Text block:
* start *

[ovs-dev] [RFC PATCH 1/2] sflow: introduce egress flow sampling

Neil McKee neil.mckee at inmon.com
Thu Aug 31 18:10:03 UTC 2017


Yes.  Any solution that samples the original packet and annotates it
with accurate information about its forwarding will conform to the
spec.   But anything you do that touches the chain of actions in more
than one place is likely to be problematic...

For example,  one possible approach that OVS *might* have taken from
the start was to (1) mark the packet for sampling at ingress (2)
accumulate forwarding information in a buffer as it goes through each
action,  then (3) send an upcall with original-packet+forwarding-info
at the point when all the actions were completed.  At first glance
this seems clean because there is only one upcall and no awkward
rendez-vous,  but actually it is making assumptions that the datapath
is happy to buffer information at any stage,  and that it will process
each packet to completion.  Suppose there were a datapath
implementation (in hardware or software) where it made sense to
pipeline the datapath with batches of packets?  It's not hard to
imagine scenarios where those assumptions would turn into serious
constraints.

* end *

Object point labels
* start *

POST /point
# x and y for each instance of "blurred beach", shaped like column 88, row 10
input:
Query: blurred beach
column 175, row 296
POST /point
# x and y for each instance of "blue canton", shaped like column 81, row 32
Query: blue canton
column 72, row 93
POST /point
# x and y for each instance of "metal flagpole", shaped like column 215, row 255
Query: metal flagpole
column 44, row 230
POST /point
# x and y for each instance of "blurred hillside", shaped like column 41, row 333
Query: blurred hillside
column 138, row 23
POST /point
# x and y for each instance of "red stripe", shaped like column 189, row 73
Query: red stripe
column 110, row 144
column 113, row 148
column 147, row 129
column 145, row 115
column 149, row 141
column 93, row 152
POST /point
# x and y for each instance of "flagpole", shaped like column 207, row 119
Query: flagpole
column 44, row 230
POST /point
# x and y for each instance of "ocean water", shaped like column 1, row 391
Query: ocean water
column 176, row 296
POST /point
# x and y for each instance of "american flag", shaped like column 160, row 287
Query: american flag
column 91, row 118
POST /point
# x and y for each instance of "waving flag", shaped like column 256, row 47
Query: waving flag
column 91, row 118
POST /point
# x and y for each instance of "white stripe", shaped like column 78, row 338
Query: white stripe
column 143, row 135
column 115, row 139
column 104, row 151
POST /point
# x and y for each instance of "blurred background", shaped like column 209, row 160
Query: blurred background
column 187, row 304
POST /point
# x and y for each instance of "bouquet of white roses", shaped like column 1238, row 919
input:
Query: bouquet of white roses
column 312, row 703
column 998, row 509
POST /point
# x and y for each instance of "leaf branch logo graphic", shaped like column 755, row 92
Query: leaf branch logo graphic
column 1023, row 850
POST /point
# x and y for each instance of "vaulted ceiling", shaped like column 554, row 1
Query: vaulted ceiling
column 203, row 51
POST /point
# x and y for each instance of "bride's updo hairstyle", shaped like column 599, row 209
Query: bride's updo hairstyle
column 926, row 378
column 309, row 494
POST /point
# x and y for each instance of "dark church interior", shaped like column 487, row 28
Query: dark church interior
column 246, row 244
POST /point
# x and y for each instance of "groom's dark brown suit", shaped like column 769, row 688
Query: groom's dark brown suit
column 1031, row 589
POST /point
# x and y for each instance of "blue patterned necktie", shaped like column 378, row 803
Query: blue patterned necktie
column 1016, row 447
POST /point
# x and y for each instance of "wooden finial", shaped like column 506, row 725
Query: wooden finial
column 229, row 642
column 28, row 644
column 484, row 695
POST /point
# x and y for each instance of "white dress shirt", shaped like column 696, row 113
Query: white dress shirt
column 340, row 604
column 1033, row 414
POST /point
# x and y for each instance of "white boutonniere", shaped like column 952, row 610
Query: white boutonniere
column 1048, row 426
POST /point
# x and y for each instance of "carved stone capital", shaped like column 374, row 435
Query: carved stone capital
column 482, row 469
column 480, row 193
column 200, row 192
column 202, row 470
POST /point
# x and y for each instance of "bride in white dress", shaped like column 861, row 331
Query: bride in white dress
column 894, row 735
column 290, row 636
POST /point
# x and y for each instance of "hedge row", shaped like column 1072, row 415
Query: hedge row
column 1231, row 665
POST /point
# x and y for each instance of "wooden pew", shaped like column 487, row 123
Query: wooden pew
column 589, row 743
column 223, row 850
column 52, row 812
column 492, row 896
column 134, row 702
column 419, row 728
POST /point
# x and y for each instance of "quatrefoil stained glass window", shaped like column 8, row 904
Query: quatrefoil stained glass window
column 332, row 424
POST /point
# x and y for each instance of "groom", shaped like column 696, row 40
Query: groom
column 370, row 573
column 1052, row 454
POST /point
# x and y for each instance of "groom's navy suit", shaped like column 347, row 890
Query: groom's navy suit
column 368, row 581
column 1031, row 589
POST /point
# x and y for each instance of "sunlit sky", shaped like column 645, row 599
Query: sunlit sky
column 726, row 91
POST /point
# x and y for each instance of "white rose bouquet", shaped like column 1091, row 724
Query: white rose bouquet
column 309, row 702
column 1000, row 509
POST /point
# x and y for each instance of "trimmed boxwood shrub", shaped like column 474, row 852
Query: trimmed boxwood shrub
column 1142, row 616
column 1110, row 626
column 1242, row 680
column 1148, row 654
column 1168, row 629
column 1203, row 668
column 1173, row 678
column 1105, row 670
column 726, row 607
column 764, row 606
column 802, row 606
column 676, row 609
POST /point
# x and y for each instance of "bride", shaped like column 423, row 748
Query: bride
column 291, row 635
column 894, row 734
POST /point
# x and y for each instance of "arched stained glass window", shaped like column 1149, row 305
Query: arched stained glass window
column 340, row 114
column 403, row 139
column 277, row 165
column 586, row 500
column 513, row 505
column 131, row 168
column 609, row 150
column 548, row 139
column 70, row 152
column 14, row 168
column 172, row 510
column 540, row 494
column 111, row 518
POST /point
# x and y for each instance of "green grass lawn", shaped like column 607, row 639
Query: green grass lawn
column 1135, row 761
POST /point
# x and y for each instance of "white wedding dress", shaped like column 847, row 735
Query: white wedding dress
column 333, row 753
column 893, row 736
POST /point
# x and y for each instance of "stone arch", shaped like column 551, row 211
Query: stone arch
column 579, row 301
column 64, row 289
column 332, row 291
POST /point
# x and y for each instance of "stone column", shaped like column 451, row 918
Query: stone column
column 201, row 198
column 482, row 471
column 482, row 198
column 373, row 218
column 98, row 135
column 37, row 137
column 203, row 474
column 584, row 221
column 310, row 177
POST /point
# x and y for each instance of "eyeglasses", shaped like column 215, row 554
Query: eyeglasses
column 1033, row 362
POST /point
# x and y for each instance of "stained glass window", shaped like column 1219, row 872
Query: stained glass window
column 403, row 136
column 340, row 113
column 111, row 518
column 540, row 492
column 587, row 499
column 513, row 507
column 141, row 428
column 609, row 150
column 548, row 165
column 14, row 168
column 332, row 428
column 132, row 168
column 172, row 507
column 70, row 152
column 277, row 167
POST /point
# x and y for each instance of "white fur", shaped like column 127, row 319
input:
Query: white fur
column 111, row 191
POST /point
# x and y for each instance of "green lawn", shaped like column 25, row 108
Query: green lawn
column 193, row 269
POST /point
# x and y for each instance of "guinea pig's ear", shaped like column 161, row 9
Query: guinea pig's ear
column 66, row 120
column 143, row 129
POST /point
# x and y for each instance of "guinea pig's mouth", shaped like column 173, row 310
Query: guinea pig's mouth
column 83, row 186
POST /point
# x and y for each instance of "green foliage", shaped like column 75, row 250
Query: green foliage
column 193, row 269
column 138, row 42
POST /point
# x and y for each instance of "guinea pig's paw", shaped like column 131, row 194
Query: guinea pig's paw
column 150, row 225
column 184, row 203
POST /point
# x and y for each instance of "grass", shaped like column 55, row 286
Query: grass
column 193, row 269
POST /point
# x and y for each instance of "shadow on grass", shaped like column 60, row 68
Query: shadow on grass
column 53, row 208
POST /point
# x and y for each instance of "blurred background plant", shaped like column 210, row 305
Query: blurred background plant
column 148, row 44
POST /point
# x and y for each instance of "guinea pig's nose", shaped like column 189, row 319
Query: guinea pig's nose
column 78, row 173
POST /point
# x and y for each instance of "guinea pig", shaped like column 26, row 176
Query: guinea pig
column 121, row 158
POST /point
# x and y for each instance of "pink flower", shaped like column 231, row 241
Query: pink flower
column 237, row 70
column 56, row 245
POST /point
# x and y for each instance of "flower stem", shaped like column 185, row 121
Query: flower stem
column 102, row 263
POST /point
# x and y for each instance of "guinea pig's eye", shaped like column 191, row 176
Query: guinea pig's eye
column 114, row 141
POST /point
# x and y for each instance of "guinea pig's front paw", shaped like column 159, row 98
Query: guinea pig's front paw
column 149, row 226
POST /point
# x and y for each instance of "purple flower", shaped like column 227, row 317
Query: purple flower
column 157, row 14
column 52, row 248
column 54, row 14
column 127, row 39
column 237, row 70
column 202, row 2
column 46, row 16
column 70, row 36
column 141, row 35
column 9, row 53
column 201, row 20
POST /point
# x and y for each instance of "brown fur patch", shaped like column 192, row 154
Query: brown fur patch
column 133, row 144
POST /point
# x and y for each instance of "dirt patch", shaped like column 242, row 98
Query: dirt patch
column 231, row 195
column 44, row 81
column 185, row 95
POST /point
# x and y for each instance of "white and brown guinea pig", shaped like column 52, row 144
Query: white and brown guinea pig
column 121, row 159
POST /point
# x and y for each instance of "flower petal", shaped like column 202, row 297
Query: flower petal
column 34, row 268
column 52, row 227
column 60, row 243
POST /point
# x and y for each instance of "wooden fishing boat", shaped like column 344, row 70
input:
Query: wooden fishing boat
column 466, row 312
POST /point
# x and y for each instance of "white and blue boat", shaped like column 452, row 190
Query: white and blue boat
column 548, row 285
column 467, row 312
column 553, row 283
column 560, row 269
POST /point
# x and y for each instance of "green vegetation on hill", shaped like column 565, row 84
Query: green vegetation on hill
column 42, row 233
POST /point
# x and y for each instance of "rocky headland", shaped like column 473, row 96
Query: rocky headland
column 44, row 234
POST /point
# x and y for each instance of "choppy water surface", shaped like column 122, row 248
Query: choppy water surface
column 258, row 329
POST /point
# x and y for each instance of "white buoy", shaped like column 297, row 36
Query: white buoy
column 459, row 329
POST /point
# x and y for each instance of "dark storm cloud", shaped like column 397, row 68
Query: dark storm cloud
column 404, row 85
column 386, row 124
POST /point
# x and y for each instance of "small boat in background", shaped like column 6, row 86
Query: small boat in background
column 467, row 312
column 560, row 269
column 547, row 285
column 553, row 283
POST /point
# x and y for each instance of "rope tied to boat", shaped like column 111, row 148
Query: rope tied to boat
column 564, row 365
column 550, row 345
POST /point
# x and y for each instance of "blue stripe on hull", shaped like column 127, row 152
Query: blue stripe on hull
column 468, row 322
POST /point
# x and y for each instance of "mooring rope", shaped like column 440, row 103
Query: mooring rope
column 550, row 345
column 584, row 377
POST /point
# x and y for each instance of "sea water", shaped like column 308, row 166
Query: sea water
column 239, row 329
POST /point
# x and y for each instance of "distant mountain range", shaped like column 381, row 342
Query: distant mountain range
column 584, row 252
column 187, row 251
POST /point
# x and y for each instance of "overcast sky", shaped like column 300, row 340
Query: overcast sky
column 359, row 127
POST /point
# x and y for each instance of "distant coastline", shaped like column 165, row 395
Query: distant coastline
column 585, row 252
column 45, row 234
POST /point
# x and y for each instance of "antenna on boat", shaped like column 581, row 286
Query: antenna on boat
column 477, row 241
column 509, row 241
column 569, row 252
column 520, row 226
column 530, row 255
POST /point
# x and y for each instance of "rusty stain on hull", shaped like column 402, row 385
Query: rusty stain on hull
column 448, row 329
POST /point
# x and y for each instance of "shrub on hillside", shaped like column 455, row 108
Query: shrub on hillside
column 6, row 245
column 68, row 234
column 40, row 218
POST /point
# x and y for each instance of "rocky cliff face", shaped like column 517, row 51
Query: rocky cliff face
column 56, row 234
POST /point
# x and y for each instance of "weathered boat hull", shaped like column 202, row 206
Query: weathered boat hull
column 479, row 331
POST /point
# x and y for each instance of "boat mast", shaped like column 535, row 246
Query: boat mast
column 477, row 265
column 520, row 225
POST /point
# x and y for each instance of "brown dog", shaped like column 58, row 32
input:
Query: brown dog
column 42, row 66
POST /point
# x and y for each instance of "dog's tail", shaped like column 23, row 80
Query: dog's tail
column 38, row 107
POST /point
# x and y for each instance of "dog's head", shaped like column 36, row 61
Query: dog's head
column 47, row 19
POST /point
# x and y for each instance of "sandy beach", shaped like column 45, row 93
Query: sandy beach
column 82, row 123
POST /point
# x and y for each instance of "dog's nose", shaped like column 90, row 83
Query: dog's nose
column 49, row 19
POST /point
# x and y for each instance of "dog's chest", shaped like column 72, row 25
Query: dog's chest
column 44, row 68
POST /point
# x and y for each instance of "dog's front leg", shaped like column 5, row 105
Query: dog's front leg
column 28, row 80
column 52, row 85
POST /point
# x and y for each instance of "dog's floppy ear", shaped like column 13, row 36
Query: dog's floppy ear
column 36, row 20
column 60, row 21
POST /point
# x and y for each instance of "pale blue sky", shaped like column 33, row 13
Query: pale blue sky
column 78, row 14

* end *

Task directions: Please rewrite the part of the post on sFlow egress sampling that opens with the words "[ovs-dev] [RFC PATCH" and closes with "to be problematic...", putting "specification" in place of "spec".

Reply:
[ovs-dev] [RFC PATCH 1/2] sflow: introduce egress flow sampling

Neil McKee neil.mckee at inmon.com
Thu Aug 31 18:10:03 UTC 2017


Yes.  Any solution that samples the original packet and annotates it
with accurate information about its forwarding will conform to the
specification.   But anything you do that touches the chain of actions in more
than one place is likely to be problematic...